I have a Sunsun canister filter, the medium sized one with the UV bulb (not working and I don't see the need to replace it.)

Injecting CO2 through a limewood airstone under the filter outlet. I think this is not very efficient and intend to make a reactor. Drop checker is dark green. I have a solenoid which switches it off about an hour before lights out and an hour or two before lights on on the morning.

GH 11
kH 7
pH 7.2
Ammonia 0.0
Nitrate 20ppm


I have BBA and I just can't budge it. I have trimmed my plants to within an inch of their lives and have uprooted all my marselia quadrifolia . I was really hoping to get a nice carpet but the stuff was just turning black. I tried the overdosing with Flourish, didn't work. The plants I could take out I took out and sprayed with hydrogen peroxide. When I do a water change and water levels drop I spray the filter bar and other hardware with H202, also the tops of the plants that show. Still get the stuff.

Material provided >>
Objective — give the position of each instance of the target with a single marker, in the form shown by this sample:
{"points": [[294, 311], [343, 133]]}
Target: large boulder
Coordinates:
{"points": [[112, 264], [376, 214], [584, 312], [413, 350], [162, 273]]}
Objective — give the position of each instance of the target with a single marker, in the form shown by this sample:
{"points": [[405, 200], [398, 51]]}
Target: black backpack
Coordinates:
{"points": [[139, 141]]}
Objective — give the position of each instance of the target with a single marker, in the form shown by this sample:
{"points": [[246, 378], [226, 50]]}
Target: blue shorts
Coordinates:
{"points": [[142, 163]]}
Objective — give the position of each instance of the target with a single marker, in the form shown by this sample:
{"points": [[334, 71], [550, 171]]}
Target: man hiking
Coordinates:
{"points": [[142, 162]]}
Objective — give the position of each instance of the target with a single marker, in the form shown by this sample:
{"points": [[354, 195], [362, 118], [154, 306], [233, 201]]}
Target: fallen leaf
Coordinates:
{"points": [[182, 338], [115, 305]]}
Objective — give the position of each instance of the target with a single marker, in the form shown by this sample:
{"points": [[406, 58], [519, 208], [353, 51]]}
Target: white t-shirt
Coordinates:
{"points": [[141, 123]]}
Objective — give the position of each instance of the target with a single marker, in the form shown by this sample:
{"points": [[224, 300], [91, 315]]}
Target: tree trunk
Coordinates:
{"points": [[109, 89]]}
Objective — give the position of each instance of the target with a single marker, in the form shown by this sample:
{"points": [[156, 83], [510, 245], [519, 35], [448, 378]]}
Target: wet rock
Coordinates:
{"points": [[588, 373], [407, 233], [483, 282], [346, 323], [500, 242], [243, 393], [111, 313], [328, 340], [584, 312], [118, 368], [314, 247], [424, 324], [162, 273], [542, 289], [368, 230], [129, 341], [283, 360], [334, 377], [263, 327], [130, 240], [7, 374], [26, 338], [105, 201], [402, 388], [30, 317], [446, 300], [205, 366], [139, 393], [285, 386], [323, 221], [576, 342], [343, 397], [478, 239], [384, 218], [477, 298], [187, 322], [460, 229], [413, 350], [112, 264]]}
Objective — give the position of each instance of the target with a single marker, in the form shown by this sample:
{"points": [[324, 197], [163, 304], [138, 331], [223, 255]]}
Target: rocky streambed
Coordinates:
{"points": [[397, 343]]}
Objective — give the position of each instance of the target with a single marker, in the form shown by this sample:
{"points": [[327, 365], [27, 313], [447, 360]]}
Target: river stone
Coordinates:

Aim >> Please list every water test reading given in the aquarium post above, with its value.

Final answer >>
GH 11
kH 7
pH 7.2
Ammonia 0.0
Nitrate 20ppm